▶ _Extract to read_
# Outdoor aviary



## fatfrog (Feb 1, 2009)

Hi i just wanted to know what reptiles can be cept in an outdoor aviary i'v seen water dragons in some but thats all and if i keep a water dragon in it what do i need to do?


----------



## ssssmithy (Feb 1, 2009)

iv got coastal carpets in my aviarys


----------



## ecosnake (Feb 1, 2009)

here's a couple of photos, but the species would depend on your environment you live in..not all animals can be kept outdoors.


----------



## Already_Gone (Feb 1, 2009)

nice diamond u got there bro


----------



## snakey001 (Feb 1, 2009)

ecosnake said:


> here's a couple of photos, but the species would depend on your environment you live in..not all animals can be kept outdoors.


 

Looks sweet I love then all!!


----------



## DA_GRIZ (Feb 1, 2009)

i've got eastern blueys, water dragons , eastern snake neck turtles had a eastern beardie in that will be going back in. and hoping to have diamonds outdoors in a few yrs.

have also seen landmullets,alpine blotched blueys,cunningham skinks , coastals and lacies outdoors


----------



## fatfrog (Feb 1, 2009)

Ok thanks to everyone i think i'll keep a coastal but i need to know what i need what do i put on the floor and how to set it up thanks i'll probably be geting my first snake at the castle hill show so i'v got some time to set up the cage


----------



## melgalea (Feb 1, 2009)

u wont b able to put the snake outside until it is almost adult size.


----------



## ecosnake (Feb 1, 2009)

zoocam said:


> u wont b able to put the snake outside until it is almost adult size.

▶ _Short problem A_
Print the forum thread on outdoor aviaries word for word, from "Looks sweet I" to "in a few yrs.".
▶ _Short problem B_
In the listing, scale every coordinate by 2.3 and round each result to a whole number, with halves rounded up. Rewrite every line from the line with "Where can you spot the sunlit" to the line with "[219, 1065]" with all other wording unchanged, and give only those lines.

▶ _Extracted records_
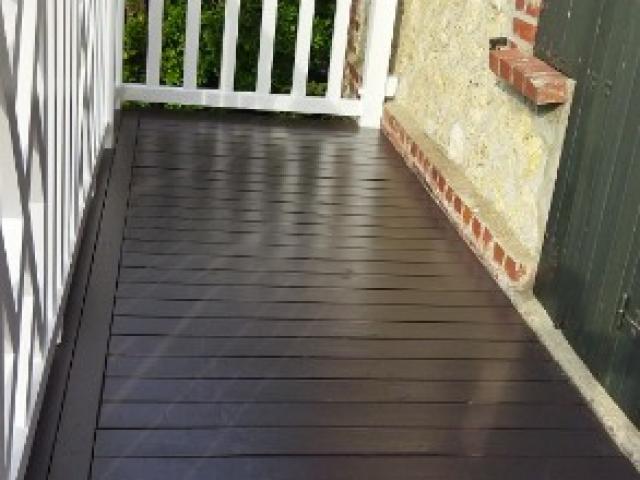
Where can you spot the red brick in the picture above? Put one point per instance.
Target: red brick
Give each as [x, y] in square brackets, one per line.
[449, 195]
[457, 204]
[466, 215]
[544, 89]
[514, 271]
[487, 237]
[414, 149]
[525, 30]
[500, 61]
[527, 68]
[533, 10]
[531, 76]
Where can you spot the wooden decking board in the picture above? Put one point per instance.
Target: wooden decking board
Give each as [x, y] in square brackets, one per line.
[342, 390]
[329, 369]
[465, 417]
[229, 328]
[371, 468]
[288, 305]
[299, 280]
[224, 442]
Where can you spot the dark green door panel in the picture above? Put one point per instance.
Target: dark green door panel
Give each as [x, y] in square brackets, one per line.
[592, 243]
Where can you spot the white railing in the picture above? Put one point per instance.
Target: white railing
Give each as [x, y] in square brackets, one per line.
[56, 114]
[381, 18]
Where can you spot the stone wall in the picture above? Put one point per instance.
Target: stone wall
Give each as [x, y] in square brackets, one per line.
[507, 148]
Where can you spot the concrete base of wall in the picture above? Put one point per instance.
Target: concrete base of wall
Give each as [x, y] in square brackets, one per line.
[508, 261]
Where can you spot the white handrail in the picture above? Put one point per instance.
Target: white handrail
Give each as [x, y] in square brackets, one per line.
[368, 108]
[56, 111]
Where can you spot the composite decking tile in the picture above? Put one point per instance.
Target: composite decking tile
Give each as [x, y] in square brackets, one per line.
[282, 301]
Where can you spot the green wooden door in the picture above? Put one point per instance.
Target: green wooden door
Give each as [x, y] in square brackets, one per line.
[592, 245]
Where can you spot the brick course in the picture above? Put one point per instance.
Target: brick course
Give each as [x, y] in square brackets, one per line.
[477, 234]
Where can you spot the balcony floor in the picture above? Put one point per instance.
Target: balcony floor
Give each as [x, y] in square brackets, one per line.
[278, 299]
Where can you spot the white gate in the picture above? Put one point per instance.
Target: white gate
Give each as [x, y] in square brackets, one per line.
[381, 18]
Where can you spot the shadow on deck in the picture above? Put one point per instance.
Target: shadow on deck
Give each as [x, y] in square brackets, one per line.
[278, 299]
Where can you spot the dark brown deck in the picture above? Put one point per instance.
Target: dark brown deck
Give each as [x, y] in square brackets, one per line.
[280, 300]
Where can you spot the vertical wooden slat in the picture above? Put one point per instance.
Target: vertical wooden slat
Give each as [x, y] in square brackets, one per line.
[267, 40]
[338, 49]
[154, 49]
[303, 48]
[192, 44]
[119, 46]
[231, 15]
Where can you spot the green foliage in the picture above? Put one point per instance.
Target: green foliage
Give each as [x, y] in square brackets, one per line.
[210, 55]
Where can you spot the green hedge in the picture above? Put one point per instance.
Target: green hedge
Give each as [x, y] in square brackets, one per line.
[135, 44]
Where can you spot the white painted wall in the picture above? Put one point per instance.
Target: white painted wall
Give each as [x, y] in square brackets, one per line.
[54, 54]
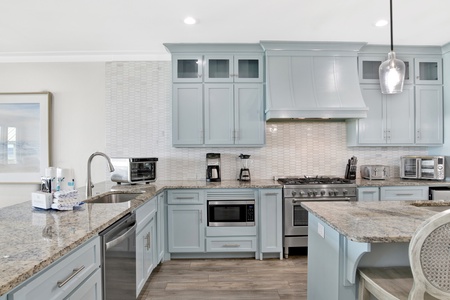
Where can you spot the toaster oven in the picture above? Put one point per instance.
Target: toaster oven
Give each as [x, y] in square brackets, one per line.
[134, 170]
---
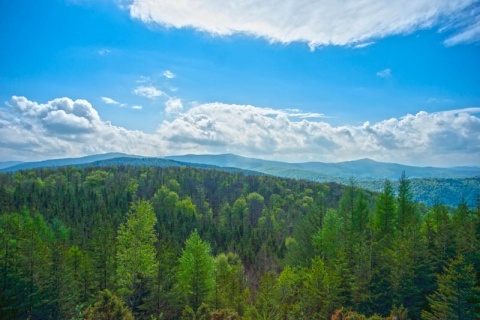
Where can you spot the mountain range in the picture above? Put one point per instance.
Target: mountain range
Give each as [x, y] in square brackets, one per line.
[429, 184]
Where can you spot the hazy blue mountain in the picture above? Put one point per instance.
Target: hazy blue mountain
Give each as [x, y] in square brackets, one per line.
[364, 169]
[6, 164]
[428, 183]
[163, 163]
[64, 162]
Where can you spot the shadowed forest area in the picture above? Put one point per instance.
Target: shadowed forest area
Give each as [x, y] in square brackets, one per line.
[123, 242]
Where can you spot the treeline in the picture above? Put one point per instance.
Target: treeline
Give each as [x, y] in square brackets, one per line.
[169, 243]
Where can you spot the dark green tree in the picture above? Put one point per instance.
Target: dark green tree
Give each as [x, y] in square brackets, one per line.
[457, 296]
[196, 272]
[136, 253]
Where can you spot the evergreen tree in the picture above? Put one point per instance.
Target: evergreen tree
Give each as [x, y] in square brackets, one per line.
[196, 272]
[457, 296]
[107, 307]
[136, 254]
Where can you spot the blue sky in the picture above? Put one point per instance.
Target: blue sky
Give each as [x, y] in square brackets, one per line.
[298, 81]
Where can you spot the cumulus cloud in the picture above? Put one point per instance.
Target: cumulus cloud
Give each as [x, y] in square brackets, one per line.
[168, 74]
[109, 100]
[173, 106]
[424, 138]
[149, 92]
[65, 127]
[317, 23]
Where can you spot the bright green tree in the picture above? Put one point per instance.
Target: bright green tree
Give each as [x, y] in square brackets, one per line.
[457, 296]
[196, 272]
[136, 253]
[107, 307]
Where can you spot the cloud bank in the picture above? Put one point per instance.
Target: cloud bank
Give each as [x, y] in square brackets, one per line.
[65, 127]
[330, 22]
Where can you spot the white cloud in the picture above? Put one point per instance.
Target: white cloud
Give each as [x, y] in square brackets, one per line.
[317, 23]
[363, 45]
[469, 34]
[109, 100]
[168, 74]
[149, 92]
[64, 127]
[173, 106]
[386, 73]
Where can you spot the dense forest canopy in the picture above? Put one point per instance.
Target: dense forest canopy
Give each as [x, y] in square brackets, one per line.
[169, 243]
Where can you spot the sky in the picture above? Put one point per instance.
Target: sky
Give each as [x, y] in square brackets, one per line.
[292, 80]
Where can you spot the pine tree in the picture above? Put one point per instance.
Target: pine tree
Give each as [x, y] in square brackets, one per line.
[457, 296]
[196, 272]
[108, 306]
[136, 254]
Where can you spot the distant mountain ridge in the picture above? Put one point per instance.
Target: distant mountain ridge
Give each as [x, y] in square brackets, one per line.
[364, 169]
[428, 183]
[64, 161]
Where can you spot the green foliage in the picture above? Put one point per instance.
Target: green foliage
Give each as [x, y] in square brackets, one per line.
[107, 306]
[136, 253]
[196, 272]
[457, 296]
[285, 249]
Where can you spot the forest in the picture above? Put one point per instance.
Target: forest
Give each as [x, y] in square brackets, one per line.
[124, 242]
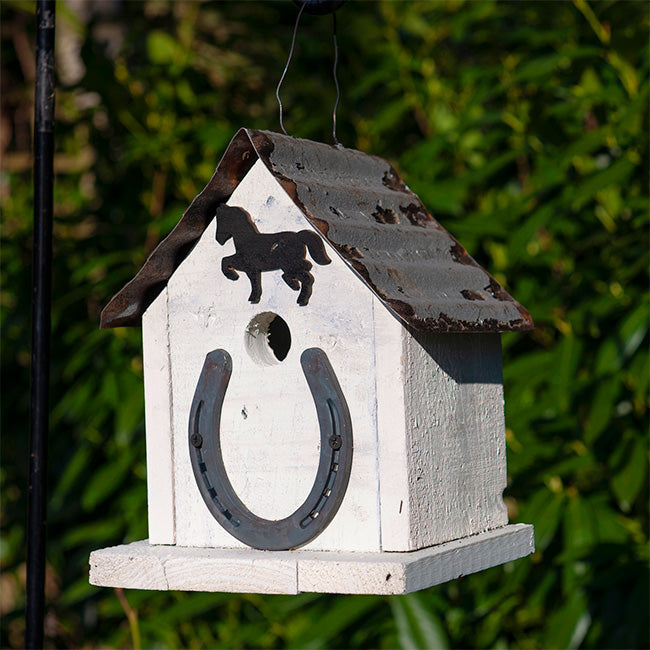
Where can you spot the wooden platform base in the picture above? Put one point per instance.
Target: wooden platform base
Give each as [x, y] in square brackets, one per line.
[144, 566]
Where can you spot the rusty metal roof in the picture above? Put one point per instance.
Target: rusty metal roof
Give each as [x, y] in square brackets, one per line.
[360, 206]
---
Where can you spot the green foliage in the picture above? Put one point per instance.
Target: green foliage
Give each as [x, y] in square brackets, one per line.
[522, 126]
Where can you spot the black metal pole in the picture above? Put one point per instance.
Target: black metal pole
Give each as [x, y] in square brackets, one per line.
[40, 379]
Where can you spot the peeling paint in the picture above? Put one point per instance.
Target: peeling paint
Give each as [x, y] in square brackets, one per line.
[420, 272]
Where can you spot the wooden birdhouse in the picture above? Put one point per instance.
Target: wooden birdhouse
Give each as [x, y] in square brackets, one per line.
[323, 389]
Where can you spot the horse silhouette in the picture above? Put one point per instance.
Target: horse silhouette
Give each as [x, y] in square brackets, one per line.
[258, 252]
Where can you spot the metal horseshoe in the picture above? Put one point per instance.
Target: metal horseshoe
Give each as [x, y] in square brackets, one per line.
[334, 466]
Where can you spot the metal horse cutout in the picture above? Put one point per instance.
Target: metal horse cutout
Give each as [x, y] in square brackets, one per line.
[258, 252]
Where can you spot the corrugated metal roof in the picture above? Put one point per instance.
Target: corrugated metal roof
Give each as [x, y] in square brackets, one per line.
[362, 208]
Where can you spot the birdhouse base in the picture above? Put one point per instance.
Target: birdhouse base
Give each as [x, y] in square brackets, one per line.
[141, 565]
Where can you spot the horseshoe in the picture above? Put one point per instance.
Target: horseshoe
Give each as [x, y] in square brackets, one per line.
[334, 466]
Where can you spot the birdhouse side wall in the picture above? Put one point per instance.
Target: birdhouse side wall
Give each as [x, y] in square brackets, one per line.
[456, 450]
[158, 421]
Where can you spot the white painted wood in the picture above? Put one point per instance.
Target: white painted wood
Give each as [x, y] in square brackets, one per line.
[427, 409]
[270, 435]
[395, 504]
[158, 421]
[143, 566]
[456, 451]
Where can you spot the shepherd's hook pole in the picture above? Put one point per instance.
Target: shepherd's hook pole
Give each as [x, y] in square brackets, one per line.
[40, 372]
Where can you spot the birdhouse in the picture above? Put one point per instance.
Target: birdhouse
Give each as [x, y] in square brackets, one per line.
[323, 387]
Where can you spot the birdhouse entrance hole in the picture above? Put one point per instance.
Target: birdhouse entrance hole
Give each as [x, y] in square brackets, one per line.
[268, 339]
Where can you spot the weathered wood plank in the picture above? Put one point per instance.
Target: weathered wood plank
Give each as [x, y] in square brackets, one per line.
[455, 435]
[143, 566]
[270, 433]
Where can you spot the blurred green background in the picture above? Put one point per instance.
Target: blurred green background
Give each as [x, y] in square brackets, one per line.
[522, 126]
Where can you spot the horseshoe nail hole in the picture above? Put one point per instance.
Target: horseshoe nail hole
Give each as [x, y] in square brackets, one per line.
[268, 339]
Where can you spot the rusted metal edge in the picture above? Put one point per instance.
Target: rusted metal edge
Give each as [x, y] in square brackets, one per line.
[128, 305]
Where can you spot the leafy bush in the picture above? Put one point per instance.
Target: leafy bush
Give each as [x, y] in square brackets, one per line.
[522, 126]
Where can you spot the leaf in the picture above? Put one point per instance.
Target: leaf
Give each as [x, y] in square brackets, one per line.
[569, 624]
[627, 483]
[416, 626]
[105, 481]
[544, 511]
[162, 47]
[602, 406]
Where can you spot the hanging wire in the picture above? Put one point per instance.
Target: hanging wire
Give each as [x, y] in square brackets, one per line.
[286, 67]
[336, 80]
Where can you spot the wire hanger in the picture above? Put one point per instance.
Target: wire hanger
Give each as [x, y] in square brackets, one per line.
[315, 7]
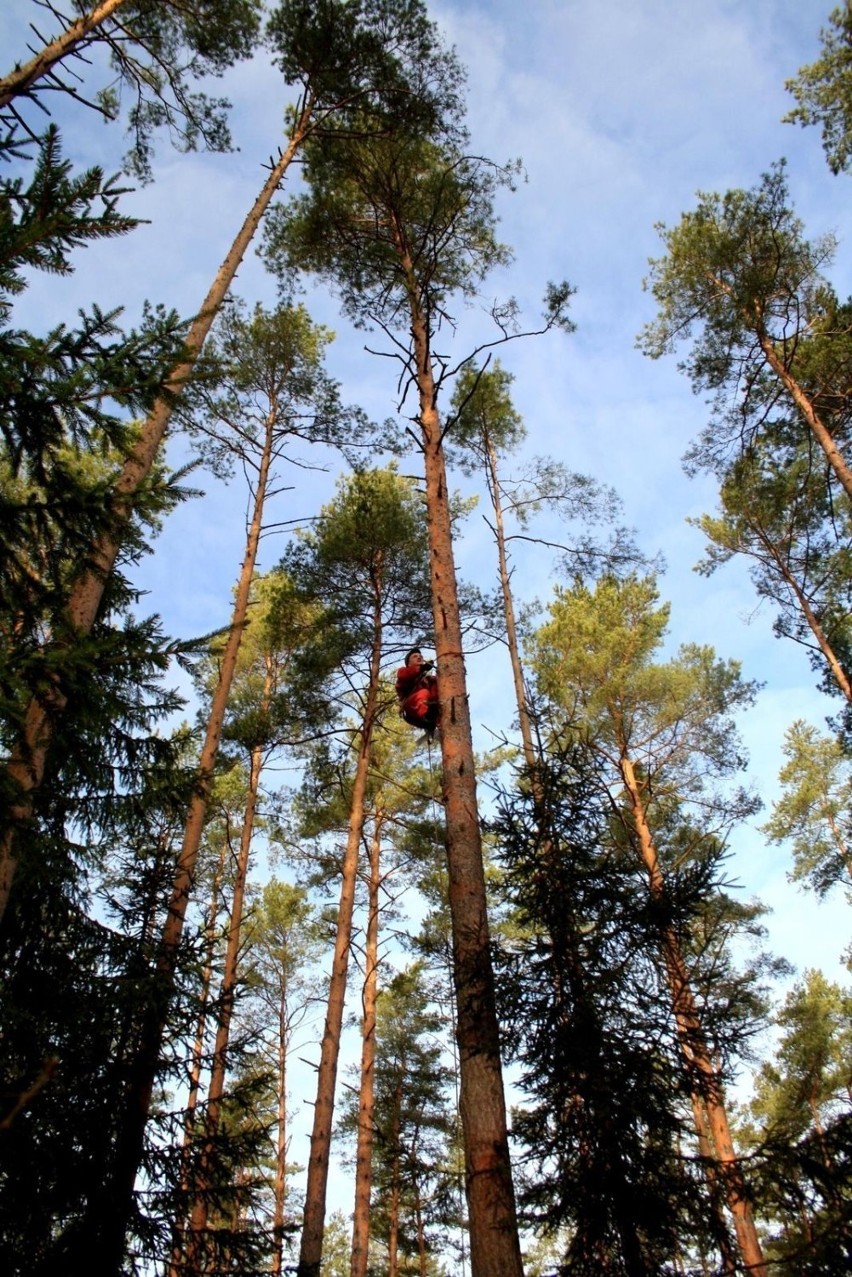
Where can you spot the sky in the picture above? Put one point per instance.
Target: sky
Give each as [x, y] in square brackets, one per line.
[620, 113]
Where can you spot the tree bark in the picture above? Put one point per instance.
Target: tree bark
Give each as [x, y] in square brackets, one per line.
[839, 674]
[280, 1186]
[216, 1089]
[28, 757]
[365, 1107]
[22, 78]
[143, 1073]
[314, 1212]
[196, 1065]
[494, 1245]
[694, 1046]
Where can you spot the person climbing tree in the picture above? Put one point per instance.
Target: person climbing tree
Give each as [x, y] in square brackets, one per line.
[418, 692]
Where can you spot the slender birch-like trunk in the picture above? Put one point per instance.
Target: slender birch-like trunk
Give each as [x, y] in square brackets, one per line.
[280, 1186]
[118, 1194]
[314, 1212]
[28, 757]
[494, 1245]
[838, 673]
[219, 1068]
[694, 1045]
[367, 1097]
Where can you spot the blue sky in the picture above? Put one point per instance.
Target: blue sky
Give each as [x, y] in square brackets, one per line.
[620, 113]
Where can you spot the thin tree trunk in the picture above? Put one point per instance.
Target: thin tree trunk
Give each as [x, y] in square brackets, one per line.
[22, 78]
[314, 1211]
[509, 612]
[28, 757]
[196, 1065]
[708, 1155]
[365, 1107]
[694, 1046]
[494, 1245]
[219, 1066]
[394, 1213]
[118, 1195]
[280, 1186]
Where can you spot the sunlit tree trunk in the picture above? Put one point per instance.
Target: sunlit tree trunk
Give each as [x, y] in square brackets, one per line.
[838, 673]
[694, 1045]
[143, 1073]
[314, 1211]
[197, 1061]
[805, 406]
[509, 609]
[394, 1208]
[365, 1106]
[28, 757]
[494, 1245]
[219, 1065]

▶ _Written response A_
Looks sweet I love then all!!


----------



## DA_GRIZ (Feb 1, 2009)

i've got eastern blueys, water dragons , eastern snake neck turtles had a eastern beardie in that will be going back in. and hoping to have diamonds outdoors in a few yrs.

▶ _Written response B_
Where can you spot the sunlit tree trunk in the picture above? Put one point per instance.
Target: sunlit tree trunk
Give each as [x, y] in square brackets, one per line.
[1927, 1548]
[1596, 2404]
[329, 2468]
[722, 2785]
[453, 2440]
[1852, 934]
[1171, 1401]
[906, 2778]
[840, 2544]
[64, 1741]
[1136, 2864]
[504, 2450]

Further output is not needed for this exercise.